- **SOURCE DOCUMENT**
If we're talking low-effort, high-yield food plants:
Purple Basil - you can use it for tea, salad, a flavoring for "spirits" or as a spice. It is good for your heart, high in vitamins, and the leaves can be used to clean wounds because they are antibacterial. Negative: It will take over your yard. No matter where you plant it, it will sprout somewhere else.
Many species of elephant ear - tasty, good to wrap meat in on the grill, and many varieties have tasty roots. One Polynesian varietal is poi, and an Asian varietal is taro. Taro tastes like the best sweet potato you've ever had. We have taro and Bac Ha growing in our yard. Bac Ha doesn't have much flavor, but absorbs and enhances the flavor of what it is cooked in. Eaten by itself, raw, Bac Ha will reduce flem if you have a bronchial or sinus problem.
Daikon - it's technically a radish, but the texture and flavor is more like a cooked carrot. Really good pickled in vinegar. It is one of my favorite veggies.It also helps arthritis, is an immunobooster, helps with allergies, and combats IBS.
Russian sunflower - they do better in the South than other varieties, with the bonut that they have a really high seed yield. Assuming nothing upsets ours this year, we're looking to have between 8 and 10 pounds of seeds.
Millet - good in hearty soups and can be made into bread or beer or something like grits. The beer comes out looking and tasting suspiciously like Bud Light, regardless of whether it is made as an ale or lager, but smells like a heffeweissen. It is very dissapointing if you are expecting it to taste like it smells.
Then there are the "weeds":
Clover - edible...sort of. It is safe to eat, but purple and white clover are the only ones that don't taste like fertilizer. High in nutrients, and taste good jellied.
Collards and mustard greens grow wild in every ditch around here. I'm not a fan. I think collards taste like lawn clippings.

- **STUDY QUESTIONS**
(A) Reproduce the post on food plants word for word, from "Daikon - it's" to "like it smells.".
(B) In the post on food plants, what does taro taste like?
(C) Pick up the post on food plants after its last sentence and continue writing it.
The material after the post on food plants has nothing to do with it.

- **EXCERPTED DATA**
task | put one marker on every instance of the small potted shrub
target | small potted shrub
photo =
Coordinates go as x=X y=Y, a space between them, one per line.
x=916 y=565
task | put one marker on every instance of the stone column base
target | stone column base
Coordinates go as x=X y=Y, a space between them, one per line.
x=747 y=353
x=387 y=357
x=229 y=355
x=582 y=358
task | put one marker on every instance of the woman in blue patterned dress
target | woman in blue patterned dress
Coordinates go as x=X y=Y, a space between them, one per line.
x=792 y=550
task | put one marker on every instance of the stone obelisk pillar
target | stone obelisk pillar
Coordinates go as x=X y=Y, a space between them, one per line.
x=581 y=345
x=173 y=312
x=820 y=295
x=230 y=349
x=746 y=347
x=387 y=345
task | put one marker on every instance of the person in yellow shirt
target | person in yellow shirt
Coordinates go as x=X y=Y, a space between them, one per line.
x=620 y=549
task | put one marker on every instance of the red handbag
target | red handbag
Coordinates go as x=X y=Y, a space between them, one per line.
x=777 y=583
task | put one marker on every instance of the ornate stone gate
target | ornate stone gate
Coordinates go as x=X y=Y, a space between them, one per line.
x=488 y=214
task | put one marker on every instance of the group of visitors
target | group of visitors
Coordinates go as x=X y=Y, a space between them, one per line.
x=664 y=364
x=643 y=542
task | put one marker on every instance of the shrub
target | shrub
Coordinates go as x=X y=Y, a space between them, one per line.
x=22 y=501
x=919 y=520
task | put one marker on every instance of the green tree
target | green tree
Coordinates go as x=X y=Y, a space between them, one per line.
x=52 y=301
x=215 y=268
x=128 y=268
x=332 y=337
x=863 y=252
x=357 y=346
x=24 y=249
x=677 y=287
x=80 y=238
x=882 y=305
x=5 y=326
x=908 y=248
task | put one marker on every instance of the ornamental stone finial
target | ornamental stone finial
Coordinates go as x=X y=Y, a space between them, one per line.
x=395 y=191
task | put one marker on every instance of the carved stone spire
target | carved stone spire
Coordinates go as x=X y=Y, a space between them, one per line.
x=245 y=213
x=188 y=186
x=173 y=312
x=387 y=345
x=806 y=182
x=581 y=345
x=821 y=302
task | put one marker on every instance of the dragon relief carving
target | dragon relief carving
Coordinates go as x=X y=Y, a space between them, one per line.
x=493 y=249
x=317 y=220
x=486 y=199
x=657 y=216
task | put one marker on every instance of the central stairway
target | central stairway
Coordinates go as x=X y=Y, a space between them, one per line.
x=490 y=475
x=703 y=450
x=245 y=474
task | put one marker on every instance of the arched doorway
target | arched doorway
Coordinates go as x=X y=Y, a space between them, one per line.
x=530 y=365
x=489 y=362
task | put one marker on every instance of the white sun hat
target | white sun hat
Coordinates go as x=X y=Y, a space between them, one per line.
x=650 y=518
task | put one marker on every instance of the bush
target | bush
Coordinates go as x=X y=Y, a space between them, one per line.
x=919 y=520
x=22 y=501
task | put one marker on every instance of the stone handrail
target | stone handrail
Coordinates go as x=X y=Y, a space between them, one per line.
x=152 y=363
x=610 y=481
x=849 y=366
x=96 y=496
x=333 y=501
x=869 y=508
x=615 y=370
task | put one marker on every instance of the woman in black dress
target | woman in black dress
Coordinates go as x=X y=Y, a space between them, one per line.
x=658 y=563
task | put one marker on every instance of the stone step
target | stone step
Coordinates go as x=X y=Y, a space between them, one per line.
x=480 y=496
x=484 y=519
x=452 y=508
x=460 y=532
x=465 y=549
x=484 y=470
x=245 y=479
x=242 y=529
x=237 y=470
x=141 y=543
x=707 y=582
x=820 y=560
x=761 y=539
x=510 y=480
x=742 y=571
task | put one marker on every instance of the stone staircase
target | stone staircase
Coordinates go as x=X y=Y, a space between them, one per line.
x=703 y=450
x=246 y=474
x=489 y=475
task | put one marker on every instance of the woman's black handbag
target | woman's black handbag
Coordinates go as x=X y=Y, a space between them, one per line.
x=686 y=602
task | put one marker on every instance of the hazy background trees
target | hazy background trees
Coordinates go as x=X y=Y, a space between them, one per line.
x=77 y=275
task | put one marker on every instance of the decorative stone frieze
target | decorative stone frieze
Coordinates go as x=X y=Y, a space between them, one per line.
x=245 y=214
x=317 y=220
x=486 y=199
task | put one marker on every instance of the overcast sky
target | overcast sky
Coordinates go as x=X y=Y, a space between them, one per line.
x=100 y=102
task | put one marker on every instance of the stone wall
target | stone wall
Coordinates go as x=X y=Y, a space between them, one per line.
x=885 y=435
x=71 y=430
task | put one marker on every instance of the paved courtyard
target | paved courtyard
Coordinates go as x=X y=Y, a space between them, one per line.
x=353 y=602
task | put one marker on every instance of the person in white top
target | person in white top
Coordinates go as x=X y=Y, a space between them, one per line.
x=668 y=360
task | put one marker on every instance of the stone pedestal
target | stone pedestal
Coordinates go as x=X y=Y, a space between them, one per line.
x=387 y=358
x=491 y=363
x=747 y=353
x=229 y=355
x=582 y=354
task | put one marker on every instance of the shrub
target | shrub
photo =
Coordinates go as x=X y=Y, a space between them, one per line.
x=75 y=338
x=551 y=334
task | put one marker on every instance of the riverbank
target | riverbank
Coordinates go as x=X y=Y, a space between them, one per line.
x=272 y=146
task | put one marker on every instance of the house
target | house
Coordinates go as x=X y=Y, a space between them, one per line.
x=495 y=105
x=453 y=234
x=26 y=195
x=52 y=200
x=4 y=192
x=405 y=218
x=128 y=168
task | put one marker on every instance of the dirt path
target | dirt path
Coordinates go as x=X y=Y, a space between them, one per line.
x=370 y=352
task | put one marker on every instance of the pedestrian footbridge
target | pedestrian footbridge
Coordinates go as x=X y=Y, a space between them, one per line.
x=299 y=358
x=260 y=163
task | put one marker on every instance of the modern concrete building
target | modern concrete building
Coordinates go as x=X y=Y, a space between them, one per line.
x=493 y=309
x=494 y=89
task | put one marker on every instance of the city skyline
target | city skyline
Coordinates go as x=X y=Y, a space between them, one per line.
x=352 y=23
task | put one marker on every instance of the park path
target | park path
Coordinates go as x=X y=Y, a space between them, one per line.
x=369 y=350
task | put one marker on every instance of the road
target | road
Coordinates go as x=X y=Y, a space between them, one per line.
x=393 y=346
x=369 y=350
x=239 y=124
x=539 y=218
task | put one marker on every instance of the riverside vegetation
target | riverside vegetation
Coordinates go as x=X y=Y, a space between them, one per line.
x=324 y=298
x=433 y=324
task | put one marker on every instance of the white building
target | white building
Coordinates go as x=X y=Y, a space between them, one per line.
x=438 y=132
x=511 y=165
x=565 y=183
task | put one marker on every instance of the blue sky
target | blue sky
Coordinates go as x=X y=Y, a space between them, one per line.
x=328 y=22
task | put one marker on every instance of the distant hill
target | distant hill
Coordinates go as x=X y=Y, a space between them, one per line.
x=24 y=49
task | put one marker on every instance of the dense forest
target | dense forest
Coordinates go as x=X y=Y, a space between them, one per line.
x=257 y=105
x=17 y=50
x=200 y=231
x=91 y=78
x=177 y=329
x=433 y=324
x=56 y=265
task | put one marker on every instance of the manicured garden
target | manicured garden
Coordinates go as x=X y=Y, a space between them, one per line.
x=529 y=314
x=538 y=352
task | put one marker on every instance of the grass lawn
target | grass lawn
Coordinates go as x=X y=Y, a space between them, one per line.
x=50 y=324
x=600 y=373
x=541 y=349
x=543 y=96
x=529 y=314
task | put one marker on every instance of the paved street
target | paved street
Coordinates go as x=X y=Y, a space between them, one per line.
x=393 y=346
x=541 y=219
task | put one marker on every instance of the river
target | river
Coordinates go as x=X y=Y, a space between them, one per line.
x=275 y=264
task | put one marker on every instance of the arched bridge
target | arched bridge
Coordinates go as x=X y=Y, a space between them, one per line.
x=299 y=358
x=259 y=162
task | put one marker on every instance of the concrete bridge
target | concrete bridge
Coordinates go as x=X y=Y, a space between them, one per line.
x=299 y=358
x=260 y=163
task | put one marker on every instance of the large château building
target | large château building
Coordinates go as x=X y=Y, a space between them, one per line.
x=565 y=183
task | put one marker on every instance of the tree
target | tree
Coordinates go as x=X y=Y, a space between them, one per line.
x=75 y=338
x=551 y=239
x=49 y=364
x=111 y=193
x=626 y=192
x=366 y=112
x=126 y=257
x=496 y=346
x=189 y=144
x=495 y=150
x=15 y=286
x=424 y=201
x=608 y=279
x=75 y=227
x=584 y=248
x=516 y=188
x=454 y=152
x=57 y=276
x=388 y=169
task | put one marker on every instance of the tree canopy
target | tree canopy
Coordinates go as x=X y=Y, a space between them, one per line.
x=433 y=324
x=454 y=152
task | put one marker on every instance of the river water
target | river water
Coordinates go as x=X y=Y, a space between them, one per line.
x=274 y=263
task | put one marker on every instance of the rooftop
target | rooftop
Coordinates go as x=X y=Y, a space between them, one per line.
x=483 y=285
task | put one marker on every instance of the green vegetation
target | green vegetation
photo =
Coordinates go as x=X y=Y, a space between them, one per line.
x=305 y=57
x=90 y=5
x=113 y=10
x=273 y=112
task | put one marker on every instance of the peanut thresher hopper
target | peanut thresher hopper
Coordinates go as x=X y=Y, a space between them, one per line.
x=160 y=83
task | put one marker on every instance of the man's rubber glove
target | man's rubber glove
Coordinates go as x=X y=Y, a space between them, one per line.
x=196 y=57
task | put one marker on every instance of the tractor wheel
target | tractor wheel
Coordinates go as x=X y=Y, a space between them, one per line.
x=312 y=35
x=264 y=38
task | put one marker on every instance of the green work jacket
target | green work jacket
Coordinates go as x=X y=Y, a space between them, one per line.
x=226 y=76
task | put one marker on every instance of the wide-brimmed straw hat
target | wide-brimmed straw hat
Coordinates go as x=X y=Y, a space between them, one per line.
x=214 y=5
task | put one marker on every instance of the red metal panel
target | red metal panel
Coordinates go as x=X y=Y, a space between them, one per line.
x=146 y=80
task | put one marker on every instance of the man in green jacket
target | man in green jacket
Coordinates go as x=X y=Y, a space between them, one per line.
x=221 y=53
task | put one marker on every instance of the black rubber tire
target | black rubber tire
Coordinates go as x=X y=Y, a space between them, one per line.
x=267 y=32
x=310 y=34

- **RESPONSES TO THE EXERCISE**
(A)
Daikon - it's technically a radish, but the texture and flavor is more like a cooked carrot. Really good pickled in vinegar. It is one of my favorite veggies.It also helps arthritis, is an immunobooster, helps with allergies, and combats IBS.
Russian sunflower - they do better in the South than other varieties, with the bonut that they have a really high seed yield. Assuming nothing upsets ours this year, we're looking to have between 8 and 10 pounds of seeds.
Millet - good in hearty soups and can be made into bread or beer or something like grits. The beer comes out looking and tasting suspiciously like Bud Light, regardless of whether it is made as an ale or lager, but smells like a heffeweissen. It is very dissapointing if you are expecting it to taste like it smells.

(B) Like the best sweet potato you've ever had.

(C)
Poke salat - edible if you know how to cook it, in theory, but only palatable with fatback, and preferably cooked by an old lady who calls everyone "hon", "baby", or "chile" - so mostly white ladies over the age of 70, and black ladies over the age of 50.
Milk thistle - the leaves are kinda like spinach, the roots of young plants are kinda like carrots, and the flowers are like artichokes, and some people (not me) like the seeds roasted. The stems can be "milked" for medicinal purposes.
Dew berries - these grow wild mostly east of here
blackberries - these grow wild a little north of here. They used to grow here, but people mostly killed them off as briars.
deerberries - they are in the blueberry family, but sweeter and smaller. The hard part is getting to them before the squirrels and deer.
pawpaws - like deerberries, about the time theyre ripe, they have all been eaten by other animals.
mock strawberries - they are really healthy, but taste like the water real strawberries were washed in.
wild strawberries - less common than the mock. Delicious, but it takes hours to get enough of them to fill a bowl
muscadines/scupadines - they magically appear on any untended fence in Alabama. You may not even know they are there until a neighbor asks if they can get some. Often better than grapes, and make good wine if you painstakingly take the seeds out before fermentation. I've been saving a bottle of blackberry and muscadine wine for a special occasion.